- Text to read:
____

Grounded Theory 5: Primarily introverts are interested in forming new relationships. 

  • Subtheory 1: Introverts are not as comfortable venturing out to meet new people, but they immensely value relationships and friendships 
    • Tran and Sam both considered themselves to be introverts. They talked about how their worst experiences of living in a dorm where when they were alone/did not have as many friends. They spoke about how while they were not very comfortable taking the initiative to meet new people, they valued friendships and relationships a lot and lack of those brought them unhappiness
      • How can we make introverts feel more comfortable while meeting new people?
  • Subtheory 2: While introverts are interested in meeting new people, social interactions with new people are particularly draining.
    • Logan and Sasha talked about how thinking of things to say to new people required a lot of thought and energy. Sasha specifically talked about how he’s normally someone to sit back and listen while absorbing information, so going out of his way to share information and talk more than listen is particularly draining. He followed that by saying he needs time in his room to recharge after social outings.
      • Is there any way to make it less draining for introverts to be active in social contexts?
      • What ways can introverts “socially recharge” while still in social situations? Would this help them to spend more time with friends and meeting new people?
    • Sasha also talked about how he can sit in his room the entire day and be completely content without any social interaction. Compared to extroverts, who crave social interactions, Sasha must then go out of his daily routine in order to get social interaction and make new friends. He mentioned that he is trying to work on getting out of the room more while he’s doing work, saying that he has been trying to work more in the living room or dining room by himself or with others in his dorm. He said this has led to more spontaneous social interactions because of people walking by. This is also probably a function of where the living/dining rooms are located—Mars is much more open that EVGR for example.
      • How can we get introverts to spend more time out of their comfort zone (their room or somewhere private) and into more communal spaces where they can meet more people and get used to more social interactions?
  • Subtheory 3: Introverts have needs to be extroverts sometimes, too.
    • Tran responded in his interview that he is “Introverted around new people, but extroverted once comfortable.” This exemplifies that usually a mixture of social and solitary is required for people to be satisfied with their dorm experience.

____

- Record list:
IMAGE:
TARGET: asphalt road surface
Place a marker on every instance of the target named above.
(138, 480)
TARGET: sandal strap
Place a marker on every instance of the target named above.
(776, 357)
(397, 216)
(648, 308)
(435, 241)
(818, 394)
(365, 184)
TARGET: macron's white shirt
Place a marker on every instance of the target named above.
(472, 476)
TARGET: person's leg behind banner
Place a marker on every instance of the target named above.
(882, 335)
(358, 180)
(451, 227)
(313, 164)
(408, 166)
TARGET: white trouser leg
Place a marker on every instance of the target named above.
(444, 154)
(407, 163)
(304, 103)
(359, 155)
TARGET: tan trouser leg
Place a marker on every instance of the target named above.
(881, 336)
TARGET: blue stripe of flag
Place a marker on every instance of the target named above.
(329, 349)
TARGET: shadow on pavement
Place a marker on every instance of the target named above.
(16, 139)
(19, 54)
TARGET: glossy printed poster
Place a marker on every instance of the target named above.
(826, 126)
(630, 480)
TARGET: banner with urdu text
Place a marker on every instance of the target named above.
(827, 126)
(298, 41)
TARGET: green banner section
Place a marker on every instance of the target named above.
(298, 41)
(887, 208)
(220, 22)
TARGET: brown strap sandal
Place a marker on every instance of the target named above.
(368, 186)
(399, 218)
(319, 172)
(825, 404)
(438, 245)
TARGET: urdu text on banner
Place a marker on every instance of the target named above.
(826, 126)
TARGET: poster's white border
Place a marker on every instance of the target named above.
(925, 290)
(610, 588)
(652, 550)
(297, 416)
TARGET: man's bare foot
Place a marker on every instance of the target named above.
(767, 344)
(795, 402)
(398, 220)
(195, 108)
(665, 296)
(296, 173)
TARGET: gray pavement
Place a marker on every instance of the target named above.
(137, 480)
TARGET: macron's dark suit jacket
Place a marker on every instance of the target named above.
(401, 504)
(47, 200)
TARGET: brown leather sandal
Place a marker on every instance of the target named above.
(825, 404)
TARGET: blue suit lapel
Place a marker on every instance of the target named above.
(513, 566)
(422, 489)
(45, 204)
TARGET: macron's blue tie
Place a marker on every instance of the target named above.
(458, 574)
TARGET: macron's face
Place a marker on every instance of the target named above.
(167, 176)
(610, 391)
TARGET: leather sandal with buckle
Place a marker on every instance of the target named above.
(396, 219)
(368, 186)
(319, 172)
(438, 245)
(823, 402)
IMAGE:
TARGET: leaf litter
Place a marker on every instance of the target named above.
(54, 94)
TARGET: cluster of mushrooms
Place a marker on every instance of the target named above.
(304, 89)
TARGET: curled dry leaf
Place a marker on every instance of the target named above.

____

- The problem:
Answer these questions using the text on introverts and dorm life.
(a) Which two people said they considered themselves to be introverts?
(b) What does Sasha say he needs after social outings?
(c) How did Tran describe himself in his interview?

- The reply:
(a) Tran and Sam.
(b) Time in his room to recharge.
(c) "Introverted around new people, but extroverted once comfortable."